■ **Page text**:
□ □ □ □ □ □ □

This is an application for a K08 Career Development Award for Carlos Alvarez, an Assistant Professor and clinical pharmacist at Texas Tech University Health Sciences Center School of Pharmacy. His long-term career goal is to be an internationally known expert and independent investigator in the pharmacoepidemiology of therapeutic agents used in patients with type 2 diabetes and chronic kidney disease. The career development aims of this K08 application are to support training in:
Aim 1) pharmacoepidemiology, Aim 2) health services research, and Aim 3) analysis of large, complex national databases. This career development award will also support Dr. Alvarez's path to independence. To achieve this goal, Dr. Alvarez has assembled a multidisciplinary mentoring and advisory team with significant experience in extramurally funded clinical research. Chronic kidney disease (CKD) is a common and well known complication of type 2 diabetes (T2DM). This complication often restricts providers from prescribing metformin, a glucose-lowering agent with known morbidity and mortality benefits in patients with T2DM. This FDA labeled contraindication for metformin using arbitrary serum creatinine cut-points in patients with T2DM and CKD is not evidence based and often necessitates prescribers to initiate or switch patients to other glucose-lowering agents with worse adverse event profiles or that have been associated with poor cardiac outcomes. Guidance in other countries do not endorse the FDA contraindication and allows for metformin use in patients with mild to moderate CKD as measured by estimated glomerular filtration rate. This recommendation is also not based in evidence. Thus, the safety and effectiveness of metformin in patients with T2DM and CKD is largely unknown. Dr. Alvarez's research will focus on determining the safety and effectiveness through three specific research aims.
In Aim 1 he will determine patterns of metformin use in patients with T2DM and CKD. He will analyze complex administrative and clinical data from the national VA database hosted by VINCI. Patterns identified in Aim 1 will inform him of the variables that should be further tested in Aims 2 and 3.
Aim 2 will examine associations of adverse events for metformin and other glucose-lowering agents. Specifically, he will study incident hospitalizations for lactic acidosis and primary hospitalizations or emergency department visits for hypoglycemia.

□ □ □ □ □ □ □

■ **Data excerpts**:
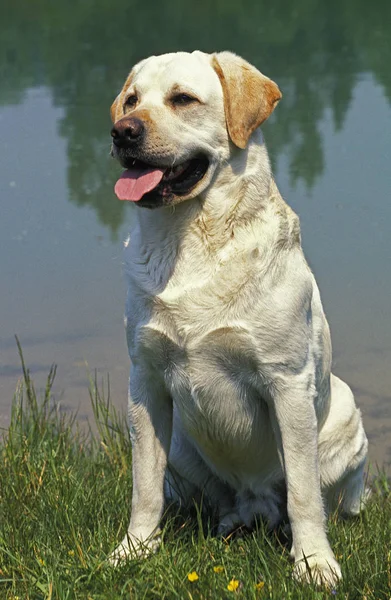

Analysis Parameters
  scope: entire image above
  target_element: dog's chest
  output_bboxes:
[129,272,278,472]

□ □ □ □ □ □ □

■ **Exercise directions**:
Answer these questions using the award application:
1. At which school is Carlos Alvarez an Assistant Professor?
2. What data source will he analyze in his first research aim?
3. Which hospitalizations or visits will Aim 2 study?
The entries have no connection to the award application.

■ **Exercise solution**:
1. Texas Tech University Health Sciences Center School of Pharmacy.
2. The national VA database hosted by VINCI.
3. Incident hospitalizations for lactic acidosis, and primary hospitalizations or emergency department visits for hypoglycemia.